需要注意,中国内地法律与英美等国法律,在继承顺序、遗嘱效力认定、夫妻共同财产认定等方面,存在很大差异。本期两个案件,均为最高院二审判决的经典案例。在第1个案例中,被继承人及其配偶,均为香港籍,法院在确定管辖后,适用香港法律处理遗产。按香港地区的法律,并非夫妻财产一体制,并且在配偶、子女在世的情况下,父母不参与被继承人的遗产分配;在第2个案例中,最高院明确,可以将国内被继承人名下的公司股权,变更登记到香港法律认可的遗产管理人名下以便更好地行使遗产管理权责。并且,在遗产管理程序未完结之前,应驳回某受益人要求将股权变更至其名下的诉讼请求。以上最高院的两个经典案例,对于我们将香港继承法、遗产管理人的规定,结合内地法、新颁布的内地遗产管理人规定的适用与完善,都会起到积极的作用。

注:本文案例系根据中国裁判文书网公开资料改编,对同类案件的裁判并无约束力,相关姓名和名称均为虚构,仅供学习研讨所用。另需提醒的是,部分案例引用的法条或司法解释可能已被废止或修订,读者朋友们需注意最新规定。

一、珍妮遗产继承案

题注:内地、香港两地法律差别大,内地香港适用准据法如何判定?
◆ ◆ ◆ ◆
**需完成事项**
1 - 把正文中从“需要注意,中国内地法律与英美”开始、直到“题注:内地、香港两地法律差别大,内地香港适用准据法如何判定?”为止(含这几个字)的文字原样照录。
2 - 将正文中以“注:本文案例系根据”开头的那一段改写成简短的要点列表,保留其主要信息。
3 - 根据正文回答下列问题:
(a) 第1个案例中,被继承人及其配偶是哪里籍?
(b) 本文案例是根据什么资料改编的?
(c) 第2个案例中,遗产管理程序未完结之前,某受益人要求将股权变更至其名下的诉讼请求应如何处理?
这些条目与正文无关。

摘自某一合集的条目:
◆ ◆ ◆ ◆
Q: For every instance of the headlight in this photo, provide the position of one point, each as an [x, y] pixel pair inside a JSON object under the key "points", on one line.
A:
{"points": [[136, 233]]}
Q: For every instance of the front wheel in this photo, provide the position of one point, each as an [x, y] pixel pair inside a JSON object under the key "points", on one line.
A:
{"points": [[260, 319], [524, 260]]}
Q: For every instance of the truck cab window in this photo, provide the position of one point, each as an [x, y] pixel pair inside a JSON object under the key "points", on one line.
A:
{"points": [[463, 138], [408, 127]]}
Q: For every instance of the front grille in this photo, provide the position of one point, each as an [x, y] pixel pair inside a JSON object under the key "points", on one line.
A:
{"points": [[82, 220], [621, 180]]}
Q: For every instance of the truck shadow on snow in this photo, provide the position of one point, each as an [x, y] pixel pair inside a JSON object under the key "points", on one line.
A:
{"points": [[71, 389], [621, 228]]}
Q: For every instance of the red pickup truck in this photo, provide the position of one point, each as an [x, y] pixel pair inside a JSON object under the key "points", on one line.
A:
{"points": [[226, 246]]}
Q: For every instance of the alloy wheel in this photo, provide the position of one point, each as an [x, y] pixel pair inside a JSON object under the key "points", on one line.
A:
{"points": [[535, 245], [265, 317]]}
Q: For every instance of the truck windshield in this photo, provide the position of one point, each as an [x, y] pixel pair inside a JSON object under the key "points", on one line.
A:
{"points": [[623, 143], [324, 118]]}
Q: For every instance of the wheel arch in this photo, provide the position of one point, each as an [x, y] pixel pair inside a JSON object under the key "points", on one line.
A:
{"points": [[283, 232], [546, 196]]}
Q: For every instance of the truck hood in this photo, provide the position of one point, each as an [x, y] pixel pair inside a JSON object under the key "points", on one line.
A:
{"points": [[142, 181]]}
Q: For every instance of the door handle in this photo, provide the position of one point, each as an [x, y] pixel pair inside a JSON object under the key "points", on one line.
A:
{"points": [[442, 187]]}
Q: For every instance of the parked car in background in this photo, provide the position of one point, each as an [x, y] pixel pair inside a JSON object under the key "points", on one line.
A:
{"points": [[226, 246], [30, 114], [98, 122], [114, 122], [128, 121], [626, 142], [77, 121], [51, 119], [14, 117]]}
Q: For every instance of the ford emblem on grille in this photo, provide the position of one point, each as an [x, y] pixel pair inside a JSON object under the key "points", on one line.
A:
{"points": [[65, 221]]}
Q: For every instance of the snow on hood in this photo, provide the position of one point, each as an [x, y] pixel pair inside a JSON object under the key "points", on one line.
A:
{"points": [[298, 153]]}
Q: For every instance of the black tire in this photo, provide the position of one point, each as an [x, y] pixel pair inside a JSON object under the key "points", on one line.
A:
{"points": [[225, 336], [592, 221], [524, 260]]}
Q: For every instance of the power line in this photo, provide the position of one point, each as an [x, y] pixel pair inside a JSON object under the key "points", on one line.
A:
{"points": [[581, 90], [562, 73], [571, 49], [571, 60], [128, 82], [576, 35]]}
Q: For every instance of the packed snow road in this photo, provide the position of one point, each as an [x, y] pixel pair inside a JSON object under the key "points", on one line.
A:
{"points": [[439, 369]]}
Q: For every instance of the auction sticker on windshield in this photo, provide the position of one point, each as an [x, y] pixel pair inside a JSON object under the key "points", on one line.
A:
◆ ◆ ◆ ◆
**练习结果**
1 -
需要注意,中国内地法律与英美等国法律,在继承顺序、遗嘱效力认定、夫妻共同财产认定等方面,存在很大差异。本期两个案件,均为最高院二审判决的经典案例。在第1个案例中,被继承人及其配偶,均为香港籍,法院在确定管辖后,适用香港法律处理遗产。按香港地区的法律,并非夫妻财产一体制,并且在配偶、子女在世的情况下,父母不参与被继承人的遗产分配;在第2个案例中,最高院明确,可以将国内被继承人名下的公司股权,变更登记到香港法律认可的遗产管理人名下以便更好地行使遗产管理权责。并且,在遗产管理程序未完结之前,应驳回某受益人要求将股权变更至其名下的诉讼请求。以上最高院的两个经典案例,对于我们将香港继承法、遗产管理人的规定,结合内地法、新颁布的内地遗产管理人规定的适用与完善,都会起到积极的作用。

注:本文案例系根据中国裁判文书网公开资料改编,对同类案件的裁判并无约束力,相关姓名和名称均为虚构,仅供学习研讨所用。另需提醒的是,部分案例引用的法条或司法解释可能已被废止或修订,读者朋友们需注意最新规定。

一、珍妮遗产继承案

题注:内地、香港两地法律差别大,内地香港适用准据法如何判定?

2 -
- 案例根据中国裁判文书网公开资料改编
- 对同类案件的裁判没有约束力
- 相关姓名和名称均为虚构,仅供学习研讨
- 部分引用的法条或司法解释可能已被废止或修订,需注意最新规定

3 -
(a) 均为香港籍。
(b) 中国裁判文书网公开资料。
(c) 应予驳回。